▸ Data rows
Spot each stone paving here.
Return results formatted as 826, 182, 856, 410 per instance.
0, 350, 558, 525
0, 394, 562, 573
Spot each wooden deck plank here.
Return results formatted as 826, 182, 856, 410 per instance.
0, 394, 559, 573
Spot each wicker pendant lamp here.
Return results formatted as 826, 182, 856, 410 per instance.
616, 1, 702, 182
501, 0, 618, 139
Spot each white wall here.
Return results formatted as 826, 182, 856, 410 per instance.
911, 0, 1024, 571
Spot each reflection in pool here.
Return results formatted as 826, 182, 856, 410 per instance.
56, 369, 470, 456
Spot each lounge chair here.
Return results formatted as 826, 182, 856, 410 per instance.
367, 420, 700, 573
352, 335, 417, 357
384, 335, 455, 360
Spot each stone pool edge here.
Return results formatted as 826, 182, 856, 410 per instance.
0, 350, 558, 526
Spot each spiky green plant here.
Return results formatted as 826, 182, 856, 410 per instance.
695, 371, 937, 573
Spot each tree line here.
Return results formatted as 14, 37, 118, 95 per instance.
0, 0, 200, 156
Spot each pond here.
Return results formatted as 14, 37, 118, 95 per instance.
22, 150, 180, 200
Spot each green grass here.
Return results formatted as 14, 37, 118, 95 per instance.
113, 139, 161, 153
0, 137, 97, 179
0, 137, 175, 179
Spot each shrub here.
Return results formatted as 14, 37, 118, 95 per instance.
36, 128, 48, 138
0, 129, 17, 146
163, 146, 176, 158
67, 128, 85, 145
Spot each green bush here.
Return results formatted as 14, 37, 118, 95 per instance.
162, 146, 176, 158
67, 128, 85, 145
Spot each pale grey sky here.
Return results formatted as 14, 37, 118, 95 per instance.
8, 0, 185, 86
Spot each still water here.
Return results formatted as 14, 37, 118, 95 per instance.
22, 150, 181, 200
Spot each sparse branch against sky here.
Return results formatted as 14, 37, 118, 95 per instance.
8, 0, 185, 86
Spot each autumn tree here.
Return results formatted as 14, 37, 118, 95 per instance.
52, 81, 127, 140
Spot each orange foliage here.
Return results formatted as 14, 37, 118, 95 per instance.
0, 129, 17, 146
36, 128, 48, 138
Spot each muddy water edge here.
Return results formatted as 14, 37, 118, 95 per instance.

▸ Task description
Copy the full listing above word for word, keeping every line as it stands.

▸ Result for this exercise
Spot each stone paving here.
Return results formatted as 826, 182, 856, 410 per instance.
0, 350, 558, 525
0, 394, 562, 573
Spot each wooden deck plank here.
Return results formatted as 826, 182, 856, 410 per instance.
0, 394, 559, 573
Spot each wicker pendant lamp here.
Return results formatted as 826, 182, 856, 410 per instance.
616, 1, 702, 182
501, 0, 618, 139
Spot each white wall here.
Return results formatted as 826, 182, 856, 410 per instance.
911, 0, 1024, 571
Spot each reflection in pool here.
Return results formatted as 826, 182, 856, 410 per instance.
56, 369, 470, 456
Spot each lounge chair here.
Return results formatted as 826, 182, 856, 410 per instance.
367, 420, 700, 573
352, 335, 417, 357
384, 335, 455, 360
Spot each stone pool edge here.
Return results formatted as 826, 182, 856, 410 per instance.
0, 350, 558, 526
Spot each spiky green plant here.
Return results formatted as 826, 182, 856, 410 per instance.
695, 371, 937, 573
Spot each tree line here.
Return results formatted as 14, 37, 118, 95 per instance.
0, 0, 200, 156
Spot each pond here.
Return results formatted as 14, 37, 118, 95 per instance.
22, 150, 180, 200
Spot each green grass here.
Return results formatted as 14, 37, 118, 95 per instance.
113, 139, 161, 153
0, 137, 97, 179
0, 137, 175, 179
Spot each shrub here.
Return results formatted as 14, 37, 118, 95 per instance.
36, 128, 48, 138
0, 129, 17, 146
163, 146, 176, 158
67, 128, 85, 145
Spot each green bush here.
Return results formatted as 14, 37, 118, 95 per instance.
162, 146, 176, 158
67, 128, 85, 145
Spot each pale grey sky here.
Return results formatted as 14, 37, 118, 95 per instance.
8, 0, 185, 86
Spot each still water here.
Return results formatted as 14, 37, 118, 95 per instance.
22, 150, 181, 200
Spot each sparse branch against sky here.
Return results formatted as 14, 37, 118, 95 per instance.
8, 0, 185, 86
Spot each autumn tree here.
Return results formatted as 14, 37, 118, 95 per instance.
52, 81, 127, 140
Spot each orange foliage here.
Return results formatted as 14, 37, 118, 95 per instance.
0, 129, 17, 146
36, 128, 48, 138
Spot each muddy water edge here.
Return results formatted as 14, 37, 118, 95 per instance.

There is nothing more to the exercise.